▶ **EXERCISE REQUIREMENTS**
Continue the passage on the chimpanzee attack case, picking up after its last sentence.

▶ **EXCERPTED PASSAGE**
<<<<
It’s the question that hangs over almost every conversation about the case. Chimp attacks on humans are highly unusual. How could this have happened to people who knew and loved these creatures so well?

USC’s Stanford gets frustrated with this kind of talk. “If a tiger attacked these people, you wouldn’t say, ‘Why was this tiger angry?’ ” he says.

Stanford’s point is: They were wild animals. Intelligent enough to learn to jimmy the lock on their cage and push through two other doors Virginia Brauer accidentally left unsecured, according to an investigation by the Kern County sheriff. But immune to our attempts to psychoanalyze or blame.

Were they jealous? Stanford argues it was probably much simpler than that: The chimps were out of their cage, their comfort zone. Moe was the new, threatening male who needed to be taken down a peg, but they couldn’t get at him. So “they attacked the first individuals they came across who were in their immediate territory.”

For the ugly truth is that these kinds of attacks are quite common — in the wild, against other chimpanzees. Males are highly territorial; if threatened, they will shred a rival’s genitals, rip out his windpipe.
>>>>
▶ **SOURCE DATA**
<<<<
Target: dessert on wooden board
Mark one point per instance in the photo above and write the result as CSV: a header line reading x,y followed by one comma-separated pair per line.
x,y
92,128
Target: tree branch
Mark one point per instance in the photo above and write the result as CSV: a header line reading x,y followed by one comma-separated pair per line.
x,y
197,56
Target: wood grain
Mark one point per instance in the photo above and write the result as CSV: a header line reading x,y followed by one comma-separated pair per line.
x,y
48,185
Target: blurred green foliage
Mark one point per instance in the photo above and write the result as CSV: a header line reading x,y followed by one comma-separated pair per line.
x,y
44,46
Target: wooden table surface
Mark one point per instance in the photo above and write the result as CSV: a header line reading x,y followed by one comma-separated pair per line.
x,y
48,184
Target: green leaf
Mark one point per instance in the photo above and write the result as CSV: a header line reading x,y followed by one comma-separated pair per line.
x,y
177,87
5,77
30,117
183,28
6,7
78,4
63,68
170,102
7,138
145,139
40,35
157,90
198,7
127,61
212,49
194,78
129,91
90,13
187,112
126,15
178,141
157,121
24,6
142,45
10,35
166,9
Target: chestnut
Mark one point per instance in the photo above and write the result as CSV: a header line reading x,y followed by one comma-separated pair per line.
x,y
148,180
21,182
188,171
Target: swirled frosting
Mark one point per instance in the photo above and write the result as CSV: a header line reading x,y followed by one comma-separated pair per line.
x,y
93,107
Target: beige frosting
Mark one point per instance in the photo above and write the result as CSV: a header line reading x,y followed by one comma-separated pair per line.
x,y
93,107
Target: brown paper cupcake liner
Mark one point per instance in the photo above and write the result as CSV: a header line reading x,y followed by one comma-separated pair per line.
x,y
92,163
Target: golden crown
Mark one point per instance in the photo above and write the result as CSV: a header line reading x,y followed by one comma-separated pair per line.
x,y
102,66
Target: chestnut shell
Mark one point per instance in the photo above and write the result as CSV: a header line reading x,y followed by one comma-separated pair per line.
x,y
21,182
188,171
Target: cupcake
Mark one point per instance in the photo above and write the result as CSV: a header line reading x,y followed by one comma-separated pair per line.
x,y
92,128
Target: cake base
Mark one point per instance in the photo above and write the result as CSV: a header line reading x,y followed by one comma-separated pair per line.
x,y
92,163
>>>>
▶ **FINAL ANSWER**
“They just have the same tendencies as all of us,” says Stanford. “Some individuals can be violent and nasty, others not.”

“““

For weeks, Davis went without seeing Moe. Almost every day has been spent with her husband, who remains in a medically induced coma, fighting for his life.

“I don’t think he’ll ever be the same,” Davis says.

St. James has had more than a dozen surgeries so far; the Davises, who are uninsured, could end up with medical bills totaling more than a million dollars, according to their lawyer, Gloria Allred. The couple has decided against suing Animal Haven because the ranch had no liability insurance. Allred and Davis persuaded a state senator to sponsor a bill requiring animal sanctuaries to carry insurance.

On a recent Sunday, Davis went to see Moe. It was May 8. Mother’s Day.

“I had some fear” going back to the scene, she says. But there was her boy, jumping up and down as she waved to him, and then she did not feel so afraid.